* REQUIRED ACTION
Please reproduce every entry, keeping each one exact.

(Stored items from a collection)
━━━━━━
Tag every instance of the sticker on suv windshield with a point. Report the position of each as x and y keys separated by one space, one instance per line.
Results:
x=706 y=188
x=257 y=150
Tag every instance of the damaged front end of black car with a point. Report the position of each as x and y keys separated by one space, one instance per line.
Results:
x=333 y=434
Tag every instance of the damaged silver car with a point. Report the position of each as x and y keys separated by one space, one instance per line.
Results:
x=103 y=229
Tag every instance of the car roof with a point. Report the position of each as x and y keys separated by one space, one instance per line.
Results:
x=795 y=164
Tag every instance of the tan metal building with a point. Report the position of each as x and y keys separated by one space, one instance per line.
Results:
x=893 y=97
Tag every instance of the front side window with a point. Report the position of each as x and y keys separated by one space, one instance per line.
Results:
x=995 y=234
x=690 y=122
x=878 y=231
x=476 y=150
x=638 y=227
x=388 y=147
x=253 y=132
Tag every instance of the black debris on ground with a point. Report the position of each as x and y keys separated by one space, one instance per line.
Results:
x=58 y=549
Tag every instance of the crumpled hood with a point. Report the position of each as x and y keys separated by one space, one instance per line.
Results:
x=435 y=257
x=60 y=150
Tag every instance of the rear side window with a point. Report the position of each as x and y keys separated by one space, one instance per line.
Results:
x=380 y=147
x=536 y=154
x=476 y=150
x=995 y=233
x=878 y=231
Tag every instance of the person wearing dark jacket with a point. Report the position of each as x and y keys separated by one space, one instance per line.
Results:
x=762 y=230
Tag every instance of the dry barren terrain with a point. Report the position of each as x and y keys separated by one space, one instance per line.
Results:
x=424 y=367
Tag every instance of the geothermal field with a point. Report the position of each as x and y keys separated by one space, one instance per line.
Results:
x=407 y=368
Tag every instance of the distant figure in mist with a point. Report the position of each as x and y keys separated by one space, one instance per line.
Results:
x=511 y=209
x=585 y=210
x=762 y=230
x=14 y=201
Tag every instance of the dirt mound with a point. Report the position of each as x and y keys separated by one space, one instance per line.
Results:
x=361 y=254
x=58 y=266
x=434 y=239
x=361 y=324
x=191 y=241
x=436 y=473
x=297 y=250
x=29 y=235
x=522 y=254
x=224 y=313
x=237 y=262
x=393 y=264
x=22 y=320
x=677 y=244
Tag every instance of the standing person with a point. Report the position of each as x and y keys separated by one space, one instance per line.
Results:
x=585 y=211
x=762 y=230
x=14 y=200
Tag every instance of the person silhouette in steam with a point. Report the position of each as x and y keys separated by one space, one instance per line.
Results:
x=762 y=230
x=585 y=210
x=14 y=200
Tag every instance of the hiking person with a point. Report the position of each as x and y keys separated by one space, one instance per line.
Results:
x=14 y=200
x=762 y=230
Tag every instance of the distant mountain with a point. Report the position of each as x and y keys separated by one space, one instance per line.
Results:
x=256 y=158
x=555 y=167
━━━━━━
* PROBLEM SOLUTION
Tag every instance of the sticker on suv windshield with a point. Report the position of each as x and y keys separated by one space, one instance per line.
Results:
x=706 y=188
x=257 y=150
Tag every instance of the damaged front end of black car with a point. Report the position of each as x and y keys separated by one space, one instance per line.
Results:
x=333 y=434
Tag every instance of the damaged silver car with a point. Report the position of each as x and y keys separated by one space, one instance per line.
Results:
x=103 y=229
Tag every instance of the car roof with a point. Report the position of each as x and y keys separated by one space, one instance per line.
Results:
x=795 y=164
Tag every instance of the tan metal building with a point. Report the position of each as x and y keys separated by one space, one instance per line.
Results:
x=893 y=97
Tag every instance of the front side window with a point. Report the position of each as x and y keys separated by one space, one instance per line.
Results:
x=995 y=234
x=690 y=122
x=878 y=231
x=476 y=150
x=638 y=227
x=388 y=147
x=253 y=132
Tag every instance of the black debris on ground with a point. Report the position of each as x and y keys separated by one space, one instance per line.
Results:
x=58 y=549
Tag every instance of the crumpled hood with a point. Report the position of each as x and y keys separated by one space, one instance per line.
Results:
x=435 y=257
x=60 y=150
Tag every instance of the rear side window with a point. Report the position of each as x and y keys separated by one space, one instance per line.
Results:
x=380 y=147
x=536 y=154
x=476 y=150
x=995 y=233
x=878 y=231
Tag every instance of the person wearing dark jacket with a point. Report the position of each as x and y keys separated by one space, one instance per line.
Results:
x=762 y=230
Tag every instance of the dry barren terrain with a point. Report the position of each as x and y keys separated by one space, one instance per line.
Results:
x=424 y=367
Tag every instance of the geothermal field with a point. Report the position of each as x and y keys separated by one space, one instance per line.
Results:
x=407 y=368
Tag every instance of the distant figure in mist with a point. Report the position of each as x and y keys separated by one space, one instance per line.
Results:
x=511 y=209
x=585 y=210
x=762 y=230
x=14 y=201
Tag every instance of the dirt mound with a point. Report the position of each as x and y keys separated by one space, one instance per line.
Results:
x=361 y=254
x=58 y=266
x=434 y=239
x=361 y=324
x=191 y=241
x=436 y=473
x=297 y=250
x=29 y=235
x=522 y=254
x=224 y=313
x=237 y=262
x=393 y=264
x=22 y=320
x=677 y=244
Tag every instance of the standing person with a point. Report the position of each as x and y keys separated by one space, one instance per line.
Results:
x=585 y=211
x=762 y=230
x=14 y=200
Tag every instance of the person silhouette in steam with a point. Report the position of each as x and y keys separated by one space, one instance per line.
Results:
x=762 y=230
x=585 y=210
x=14 y=200
Tag every instance of the hiking person with a point. Report the position of each as x and y keys separated by one space, one instance per line.
Results:
x=14 y=200
x=762 y=230
Tag every instance of the distant mountain with a point. Report the position of each as x and y keys separated by one space, one instance per line.
Results:
x=256 y=158
x=555 y=167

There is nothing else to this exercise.